━━━ Recorded data

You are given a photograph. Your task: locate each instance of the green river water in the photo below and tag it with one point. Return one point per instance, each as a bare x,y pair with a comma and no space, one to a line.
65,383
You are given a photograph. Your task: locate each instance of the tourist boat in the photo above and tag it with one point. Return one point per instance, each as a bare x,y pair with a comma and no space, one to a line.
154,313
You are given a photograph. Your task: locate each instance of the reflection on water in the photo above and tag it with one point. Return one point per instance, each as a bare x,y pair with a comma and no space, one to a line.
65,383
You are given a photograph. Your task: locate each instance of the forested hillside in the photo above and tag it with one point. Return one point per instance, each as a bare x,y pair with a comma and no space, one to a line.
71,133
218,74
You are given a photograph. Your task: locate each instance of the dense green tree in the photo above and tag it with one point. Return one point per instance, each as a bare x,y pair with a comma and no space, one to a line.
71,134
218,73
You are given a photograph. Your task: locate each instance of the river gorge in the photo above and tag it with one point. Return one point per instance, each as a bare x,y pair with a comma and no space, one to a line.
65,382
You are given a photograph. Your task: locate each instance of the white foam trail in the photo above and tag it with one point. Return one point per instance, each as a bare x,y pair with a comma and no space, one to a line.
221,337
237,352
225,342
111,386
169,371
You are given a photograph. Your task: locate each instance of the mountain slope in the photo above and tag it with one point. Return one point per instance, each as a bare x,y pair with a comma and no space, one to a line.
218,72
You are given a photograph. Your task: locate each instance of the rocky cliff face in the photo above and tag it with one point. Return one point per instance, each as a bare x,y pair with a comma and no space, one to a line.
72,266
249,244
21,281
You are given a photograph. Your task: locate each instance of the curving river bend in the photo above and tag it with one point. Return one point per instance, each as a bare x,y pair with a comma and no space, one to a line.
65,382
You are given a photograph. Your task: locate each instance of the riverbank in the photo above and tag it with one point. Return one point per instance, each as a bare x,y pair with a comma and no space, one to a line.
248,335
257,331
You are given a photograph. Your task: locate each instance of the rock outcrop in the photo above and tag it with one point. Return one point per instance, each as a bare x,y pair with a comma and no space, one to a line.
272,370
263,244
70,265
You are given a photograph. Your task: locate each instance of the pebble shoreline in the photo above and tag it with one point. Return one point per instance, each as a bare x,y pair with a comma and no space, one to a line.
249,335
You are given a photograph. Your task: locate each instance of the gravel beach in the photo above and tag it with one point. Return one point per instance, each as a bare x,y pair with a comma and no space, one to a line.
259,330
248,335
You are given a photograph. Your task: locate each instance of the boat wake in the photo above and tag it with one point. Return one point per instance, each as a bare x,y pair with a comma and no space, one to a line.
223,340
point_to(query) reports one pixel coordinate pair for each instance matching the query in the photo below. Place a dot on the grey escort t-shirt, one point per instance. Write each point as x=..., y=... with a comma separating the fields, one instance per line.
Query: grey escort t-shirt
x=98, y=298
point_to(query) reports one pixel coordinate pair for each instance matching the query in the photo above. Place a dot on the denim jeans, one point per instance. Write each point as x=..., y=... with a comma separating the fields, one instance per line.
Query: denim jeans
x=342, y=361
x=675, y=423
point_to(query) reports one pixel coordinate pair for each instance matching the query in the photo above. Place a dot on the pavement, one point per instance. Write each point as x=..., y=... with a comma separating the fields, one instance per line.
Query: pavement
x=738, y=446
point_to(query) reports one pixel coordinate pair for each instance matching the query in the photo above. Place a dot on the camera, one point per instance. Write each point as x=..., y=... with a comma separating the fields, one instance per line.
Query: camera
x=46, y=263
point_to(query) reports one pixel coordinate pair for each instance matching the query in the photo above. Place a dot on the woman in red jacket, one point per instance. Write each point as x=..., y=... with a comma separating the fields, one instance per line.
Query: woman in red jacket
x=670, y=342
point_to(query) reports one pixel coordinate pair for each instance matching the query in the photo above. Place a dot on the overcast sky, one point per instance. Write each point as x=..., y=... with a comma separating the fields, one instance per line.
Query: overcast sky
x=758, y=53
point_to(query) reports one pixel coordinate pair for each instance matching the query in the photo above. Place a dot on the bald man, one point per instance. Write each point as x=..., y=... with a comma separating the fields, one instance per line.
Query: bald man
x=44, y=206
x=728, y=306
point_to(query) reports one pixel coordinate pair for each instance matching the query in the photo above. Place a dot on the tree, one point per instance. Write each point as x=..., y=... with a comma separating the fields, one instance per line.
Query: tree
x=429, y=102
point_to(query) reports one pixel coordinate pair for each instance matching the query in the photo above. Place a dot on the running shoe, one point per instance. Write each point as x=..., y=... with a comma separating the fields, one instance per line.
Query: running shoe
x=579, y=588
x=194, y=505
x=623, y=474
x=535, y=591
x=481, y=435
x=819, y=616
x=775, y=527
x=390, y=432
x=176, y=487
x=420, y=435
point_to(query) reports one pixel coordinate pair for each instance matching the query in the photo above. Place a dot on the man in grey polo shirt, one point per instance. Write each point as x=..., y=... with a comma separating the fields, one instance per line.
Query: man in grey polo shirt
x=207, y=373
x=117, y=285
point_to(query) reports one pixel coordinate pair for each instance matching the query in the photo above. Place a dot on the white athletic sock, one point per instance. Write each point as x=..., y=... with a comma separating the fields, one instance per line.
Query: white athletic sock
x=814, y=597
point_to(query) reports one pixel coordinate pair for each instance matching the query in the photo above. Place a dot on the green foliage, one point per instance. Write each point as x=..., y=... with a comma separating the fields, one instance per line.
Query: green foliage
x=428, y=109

━━━━━━
━━━ Recorded data

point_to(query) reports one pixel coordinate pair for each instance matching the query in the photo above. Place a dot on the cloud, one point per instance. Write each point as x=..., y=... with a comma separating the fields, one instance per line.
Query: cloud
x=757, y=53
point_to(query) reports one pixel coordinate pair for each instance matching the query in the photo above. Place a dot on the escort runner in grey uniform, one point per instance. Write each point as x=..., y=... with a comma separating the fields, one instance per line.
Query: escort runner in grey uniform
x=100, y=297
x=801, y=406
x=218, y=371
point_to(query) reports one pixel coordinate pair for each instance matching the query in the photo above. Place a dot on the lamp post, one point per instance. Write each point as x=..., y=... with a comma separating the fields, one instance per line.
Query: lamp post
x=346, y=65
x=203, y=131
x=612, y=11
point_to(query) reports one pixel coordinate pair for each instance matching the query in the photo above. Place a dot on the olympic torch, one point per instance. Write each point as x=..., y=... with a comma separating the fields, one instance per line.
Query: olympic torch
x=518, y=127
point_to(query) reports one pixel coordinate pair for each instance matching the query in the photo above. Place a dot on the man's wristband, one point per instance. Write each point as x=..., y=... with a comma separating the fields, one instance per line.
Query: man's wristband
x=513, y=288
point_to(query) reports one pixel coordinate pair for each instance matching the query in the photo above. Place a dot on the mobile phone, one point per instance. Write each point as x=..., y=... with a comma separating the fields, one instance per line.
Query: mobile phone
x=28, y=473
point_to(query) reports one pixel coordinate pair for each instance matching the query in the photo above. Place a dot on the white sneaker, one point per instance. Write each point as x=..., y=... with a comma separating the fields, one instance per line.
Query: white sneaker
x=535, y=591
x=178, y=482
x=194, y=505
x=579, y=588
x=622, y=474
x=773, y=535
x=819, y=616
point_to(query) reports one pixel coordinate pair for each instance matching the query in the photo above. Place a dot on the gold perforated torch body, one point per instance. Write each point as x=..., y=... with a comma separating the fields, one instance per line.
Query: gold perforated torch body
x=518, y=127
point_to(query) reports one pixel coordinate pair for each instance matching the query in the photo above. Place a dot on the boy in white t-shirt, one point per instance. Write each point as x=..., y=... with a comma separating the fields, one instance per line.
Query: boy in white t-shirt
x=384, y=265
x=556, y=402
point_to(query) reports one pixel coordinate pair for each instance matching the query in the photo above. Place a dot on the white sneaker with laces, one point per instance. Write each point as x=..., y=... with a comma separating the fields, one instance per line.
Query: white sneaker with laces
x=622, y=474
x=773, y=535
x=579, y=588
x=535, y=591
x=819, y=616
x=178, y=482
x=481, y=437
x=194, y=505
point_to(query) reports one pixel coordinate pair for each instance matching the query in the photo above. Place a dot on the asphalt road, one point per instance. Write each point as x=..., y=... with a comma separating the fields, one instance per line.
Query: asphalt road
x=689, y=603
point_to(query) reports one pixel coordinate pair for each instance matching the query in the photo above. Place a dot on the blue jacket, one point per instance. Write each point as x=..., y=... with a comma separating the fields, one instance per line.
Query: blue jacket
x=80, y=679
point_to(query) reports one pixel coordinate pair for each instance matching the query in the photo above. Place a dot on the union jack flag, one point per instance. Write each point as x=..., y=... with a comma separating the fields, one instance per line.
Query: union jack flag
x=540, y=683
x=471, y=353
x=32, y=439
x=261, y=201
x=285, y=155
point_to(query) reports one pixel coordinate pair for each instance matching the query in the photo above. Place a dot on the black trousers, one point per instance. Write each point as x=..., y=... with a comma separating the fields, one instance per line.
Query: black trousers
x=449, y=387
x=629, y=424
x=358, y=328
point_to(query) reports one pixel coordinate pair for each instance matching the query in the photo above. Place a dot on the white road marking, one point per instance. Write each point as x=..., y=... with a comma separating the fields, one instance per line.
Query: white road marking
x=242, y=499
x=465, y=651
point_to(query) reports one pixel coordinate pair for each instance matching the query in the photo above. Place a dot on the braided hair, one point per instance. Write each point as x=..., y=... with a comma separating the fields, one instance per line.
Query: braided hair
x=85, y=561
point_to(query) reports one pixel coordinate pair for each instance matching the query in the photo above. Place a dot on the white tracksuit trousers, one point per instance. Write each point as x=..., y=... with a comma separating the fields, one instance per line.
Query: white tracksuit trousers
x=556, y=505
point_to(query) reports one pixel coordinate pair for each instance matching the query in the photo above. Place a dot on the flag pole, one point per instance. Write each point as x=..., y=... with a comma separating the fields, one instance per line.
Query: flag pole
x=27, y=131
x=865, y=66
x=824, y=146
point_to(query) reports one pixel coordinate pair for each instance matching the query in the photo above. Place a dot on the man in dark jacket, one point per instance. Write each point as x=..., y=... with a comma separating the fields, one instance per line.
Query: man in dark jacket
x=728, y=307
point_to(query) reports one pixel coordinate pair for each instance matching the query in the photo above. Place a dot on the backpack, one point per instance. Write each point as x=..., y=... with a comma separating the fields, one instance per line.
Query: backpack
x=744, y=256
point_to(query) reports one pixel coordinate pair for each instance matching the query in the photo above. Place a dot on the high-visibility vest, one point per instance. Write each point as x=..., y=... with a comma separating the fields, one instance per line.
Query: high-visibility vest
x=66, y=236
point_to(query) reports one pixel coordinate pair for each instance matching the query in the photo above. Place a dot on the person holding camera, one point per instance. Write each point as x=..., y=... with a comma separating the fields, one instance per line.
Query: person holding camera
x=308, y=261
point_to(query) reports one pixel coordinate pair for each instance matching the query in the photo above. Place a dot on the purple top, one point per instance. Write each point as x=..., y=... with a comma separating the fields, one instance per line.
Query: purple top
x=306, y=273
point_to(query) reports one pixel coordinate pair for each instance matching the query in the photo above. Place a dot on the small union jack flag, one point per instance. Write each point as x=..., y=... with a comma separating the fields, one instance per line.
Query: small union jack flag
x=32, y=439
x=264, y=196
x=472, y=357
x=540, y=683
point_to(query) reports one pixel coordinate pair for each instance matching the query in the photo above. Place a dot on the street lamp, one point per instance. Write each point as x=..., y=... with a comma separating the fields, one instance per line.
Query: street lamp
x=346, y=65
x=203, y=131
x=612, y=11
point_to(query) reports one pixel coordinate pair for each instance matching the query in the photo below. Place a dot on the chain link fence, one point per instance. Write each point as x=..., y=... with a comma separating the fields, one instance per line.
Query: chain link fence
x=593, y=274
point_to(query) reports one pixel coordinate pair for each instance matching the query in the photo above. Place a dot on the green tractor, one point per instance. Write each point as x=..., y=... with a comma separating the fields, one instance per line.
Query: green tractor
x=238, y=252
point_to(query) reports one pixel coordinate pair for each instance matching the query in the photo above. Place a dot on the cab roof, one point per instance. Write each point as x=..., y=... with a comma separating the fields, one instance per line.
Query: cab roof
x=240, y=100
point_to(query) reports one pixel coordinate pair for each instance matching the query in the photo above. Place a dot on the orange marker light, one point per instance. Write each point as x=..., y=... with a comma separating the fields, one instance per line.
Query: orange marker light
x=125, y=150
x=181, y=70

━━━━━━

* [Brief]: The listing above holds a line with "Query: mobile phone" and a line with "on the union". Print the stretch from the first through the second, exactly and alone.

* [Answer to this task]:
Query: mobile phone
x=28, y=473
point_to(query) reports one pixel coordinate pair for each instance matching the query in the photo above. Place a dot on the white sneaker, one point per instance. Write each point as x=..., y=... with a comma separating the fields, one instance per line.
Query: white sneaker
x=535, y=591
x=178, y=482
x=194, y=505
x=579, y=588
x=622, y=474
x=773, y=535
x=819, y=616
point_to(query) reports one pixel coordinate pair for each instance matching the query in the photo above. Place a dot on the gold perforated torch body, one point per instance. Write each point as x=..., y=... with a comma separating the fields, one instance per line.
Query: gold perforated torch body
x=518, y=127
point_to(query) reports one pixel coordinate pair for each instance matching the query in the photo above. Place a dot on the boy in white t-shirt, one point per instance. Write each point as x=..., y=... with a comma separating the fields, one instance per line.
Query: boy in white t-shirt
x=384, y=265
x=556, y=402
point_to(query) reports one pixel coordinate pair for each instance matching the query in the photo above. Place a dot on the white sneaker with laces, one point per instance. Write each point as x=..., y=... with a comma separating the fields, one instance per line.
Query: white sneaker with laces
x=622, y=474
x=773, y=535
x=579, y=588
x=535, y=591
x=819, y=616
x=178, y=482
x=481, y=437
x=194, y=505
point_to(query) reports one pixel coordinate pair for each instance matching the query in the photo above. Place a dot on the asphalt road, one point per instance. Write each point as x=..., y=... with a comma separating the fields, one instance per line.
Query: asphalt road
x=689, y=603
point_to(query) reports one pixel coordinate pair for each instance matching the query in the photo above. Place a dot on the blue jacket, one point per instance. Write each point as x=..., y=... with a comma separating the fields, one instance per line.
Query: blue jacket
x=80, y=679
point_to(query) reports one pixel coordinate pair for each instance matching the query in the photo above. Place a dot on the union jack flag, one point per instance. Write each point as x=..., y=... with a comma separating the fields, one instance per line.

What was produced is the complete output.